Beneath this task is a listing; tally its lines that contain "below" and give only the total.

[Opening AVAILABLE DATA section]

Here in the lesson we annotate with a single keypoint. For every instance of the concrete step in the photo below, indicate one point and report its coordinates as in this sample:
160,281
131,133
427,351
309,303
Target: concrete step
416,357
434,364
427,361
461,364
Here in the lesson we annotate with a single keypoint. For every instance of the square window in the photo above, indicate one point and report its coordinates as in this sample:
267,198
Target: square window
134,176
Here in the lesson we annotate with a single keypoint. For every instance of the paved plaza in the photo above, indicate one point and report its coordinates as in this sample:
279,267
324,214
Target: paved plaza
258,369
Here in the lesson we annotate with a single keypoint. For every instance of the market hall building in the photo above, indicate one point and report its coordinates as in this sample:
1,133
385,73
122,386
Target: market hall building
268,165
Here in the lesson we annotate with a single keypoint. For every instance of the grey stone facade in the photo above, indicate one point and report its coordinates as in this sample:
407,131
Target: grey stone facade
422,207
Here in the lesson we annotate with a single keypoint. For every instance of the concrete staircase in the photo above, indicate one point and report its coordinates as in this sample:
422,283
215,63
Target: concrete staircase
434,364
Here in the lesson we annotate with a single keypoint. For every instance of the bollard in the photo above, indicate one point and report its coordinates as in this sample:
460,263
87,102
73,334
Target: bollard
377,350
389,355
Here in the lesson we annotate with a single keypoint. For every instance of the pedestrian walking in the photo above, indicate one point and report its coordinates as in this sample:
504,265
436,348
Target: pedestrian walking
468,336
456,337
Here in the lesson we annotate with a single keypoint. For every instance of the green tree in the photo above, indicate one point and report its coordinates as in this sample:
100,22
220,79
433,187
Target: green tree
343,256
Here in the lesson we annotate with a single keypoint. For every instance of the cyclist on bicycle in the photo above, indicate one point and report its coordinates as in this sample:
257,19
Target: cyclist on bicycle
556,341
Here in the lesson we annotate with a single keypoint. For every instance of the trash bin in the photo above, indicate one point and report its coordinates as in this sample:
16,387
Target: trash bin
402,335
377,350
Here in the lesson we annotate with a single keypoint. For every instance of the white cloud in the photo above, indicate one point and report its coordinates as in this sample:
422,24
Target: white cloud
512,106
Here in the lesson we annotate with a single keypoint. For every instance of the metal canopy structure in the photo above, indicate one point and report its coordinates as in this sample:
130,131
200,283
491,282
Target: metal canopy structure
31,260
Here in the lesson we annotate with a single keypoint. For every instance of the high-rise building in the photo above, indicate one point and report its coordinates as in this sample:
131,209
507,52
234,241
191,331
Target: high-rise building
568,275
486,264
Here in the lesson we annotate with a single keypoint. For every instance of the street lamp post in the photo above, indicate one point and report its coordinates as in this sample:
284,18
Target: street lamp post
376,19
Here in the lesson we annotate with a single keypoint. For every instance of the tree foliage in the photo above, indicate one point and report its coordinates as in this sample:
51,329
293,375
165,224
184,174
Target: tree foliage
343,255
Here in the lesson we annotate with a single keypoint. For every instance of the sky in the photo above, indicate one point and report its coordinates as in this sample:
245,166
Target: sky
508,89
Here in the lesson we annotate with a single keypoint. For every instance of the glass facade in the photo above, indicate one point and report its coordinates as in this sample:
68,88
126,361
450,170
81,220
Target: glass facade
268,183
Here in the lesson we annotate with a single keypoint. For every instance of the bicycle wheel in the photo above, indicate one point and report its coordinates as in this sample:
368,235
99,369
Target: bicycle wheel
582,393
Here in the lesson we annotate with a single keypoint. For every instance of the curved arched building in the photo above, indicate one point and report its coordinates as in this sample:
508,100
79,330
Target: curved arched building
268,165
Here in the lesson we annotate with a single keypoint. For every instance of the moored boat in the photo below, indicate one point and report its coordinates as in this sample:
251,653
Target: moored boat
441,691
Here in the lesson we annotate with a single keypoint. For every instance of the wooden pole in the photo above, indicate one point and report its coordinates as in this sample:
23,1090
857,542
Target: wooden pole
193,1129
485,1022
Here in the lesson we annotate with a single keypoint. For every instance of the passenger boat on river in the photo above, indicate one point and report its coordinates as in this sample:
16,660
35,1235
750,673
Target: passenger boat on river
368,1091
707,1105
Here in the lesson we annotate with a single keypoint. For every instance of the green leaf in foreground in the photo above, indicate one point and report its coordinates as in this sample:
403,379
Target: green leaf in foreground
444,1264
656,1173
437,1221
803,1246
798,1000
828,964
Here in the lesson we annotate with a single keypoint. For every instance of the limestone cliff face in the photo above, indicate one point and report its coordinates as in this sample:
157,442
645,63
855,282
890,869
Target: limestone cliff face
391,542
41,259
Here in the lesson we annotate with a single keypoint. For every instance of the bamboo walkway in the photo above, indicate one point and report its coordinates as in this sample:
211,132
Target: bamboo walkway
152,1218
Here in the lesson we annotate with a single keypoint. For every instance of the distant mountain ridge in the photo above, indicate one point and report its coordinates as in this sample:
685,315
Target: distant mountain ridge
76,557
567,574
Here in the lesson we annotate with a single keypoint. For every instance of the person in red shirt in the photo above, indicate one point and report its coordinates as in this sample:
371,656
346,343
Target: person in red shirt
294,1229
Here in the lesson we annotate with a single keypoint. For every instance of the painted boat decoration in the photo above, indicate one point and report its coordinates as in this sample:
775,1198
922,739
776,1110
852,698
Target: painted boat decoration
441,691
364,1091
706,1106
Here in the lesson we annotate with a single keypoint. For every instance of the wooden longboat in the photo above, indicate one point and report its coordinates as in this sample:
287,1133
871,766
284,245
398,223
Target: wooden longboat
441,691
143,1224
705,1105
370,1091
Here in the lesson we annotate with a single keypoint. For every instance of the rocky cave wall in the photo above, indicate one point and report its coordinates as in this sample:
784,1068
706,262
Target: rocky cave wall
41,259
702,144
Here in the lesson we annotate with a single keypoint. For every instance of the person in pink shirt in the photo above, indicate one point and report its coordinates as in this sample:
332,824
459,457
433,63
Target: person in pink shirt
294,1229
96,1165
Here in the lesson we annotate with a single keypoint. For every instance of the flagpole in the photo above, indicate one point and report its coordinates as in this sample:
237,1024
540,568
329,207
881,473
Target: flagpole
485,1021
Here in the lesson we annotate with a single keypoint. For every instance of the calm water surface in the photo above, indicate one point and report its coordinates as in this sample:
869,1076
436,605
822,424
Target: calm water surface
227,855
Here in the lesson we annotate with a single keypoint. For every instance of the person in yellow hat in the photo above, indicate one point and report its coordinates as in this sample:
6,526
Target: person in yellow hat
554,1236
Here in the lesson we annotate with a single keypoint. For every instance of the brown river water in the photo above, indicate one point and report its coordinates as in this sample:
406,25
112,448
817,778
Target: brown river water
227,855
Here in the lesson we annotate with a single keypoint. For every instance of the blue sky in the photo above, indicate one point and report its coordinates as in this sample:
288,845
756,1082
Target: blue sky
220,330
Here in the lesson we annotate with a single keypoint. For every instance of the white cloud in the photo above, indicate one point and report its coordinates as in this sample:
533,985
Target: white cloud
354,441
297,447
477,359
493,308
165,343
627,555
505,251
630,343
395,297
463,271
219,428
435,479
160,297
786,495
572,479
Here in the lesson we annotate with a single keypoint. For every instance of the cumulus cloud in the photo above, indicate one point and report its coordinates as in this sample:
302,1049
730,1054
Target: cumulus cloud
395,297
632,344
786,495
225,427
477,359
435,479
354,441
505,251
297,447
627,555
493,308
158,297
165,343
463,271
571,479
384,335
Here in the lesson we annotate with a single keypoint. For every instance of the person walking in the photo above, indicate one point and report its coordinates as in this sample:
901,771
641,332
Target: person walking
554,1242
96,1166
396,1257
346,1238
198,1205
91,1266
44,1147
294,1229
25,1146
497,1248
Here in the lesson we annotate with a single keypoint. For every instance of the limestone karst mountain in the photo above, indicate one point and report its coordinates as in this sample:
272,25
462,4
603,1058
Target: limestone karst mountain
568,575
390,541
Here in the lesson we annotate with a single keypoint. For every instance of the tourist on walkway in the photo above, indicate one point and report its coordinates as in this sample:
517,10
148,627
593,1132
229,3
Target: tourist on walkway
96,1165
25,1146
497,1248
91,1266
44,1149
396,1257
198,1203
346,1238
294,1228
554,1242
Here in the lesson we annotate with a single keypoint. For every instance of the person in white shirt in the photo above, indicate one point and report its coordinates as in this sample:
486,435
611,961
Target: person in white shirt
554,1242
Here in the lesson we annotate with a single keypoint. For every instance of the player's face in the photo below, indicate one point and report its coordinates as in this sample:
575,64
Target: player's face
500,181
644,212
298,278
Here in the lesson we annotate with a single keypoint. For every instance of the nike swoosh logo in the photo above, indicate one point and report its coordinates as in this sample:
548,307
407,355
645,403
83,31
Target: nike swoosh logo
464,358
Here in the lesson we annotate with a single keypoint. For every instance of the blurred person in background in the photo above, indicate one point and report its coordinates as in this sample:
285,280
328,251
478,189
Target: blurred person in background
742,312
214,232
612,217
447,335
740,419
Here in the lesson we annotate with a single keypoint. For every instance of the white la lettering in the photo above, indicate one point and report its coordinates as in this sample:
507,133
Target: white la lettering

[Closing AVAILABLE DATA section]

▶ **SOLVED PROBLEM**
3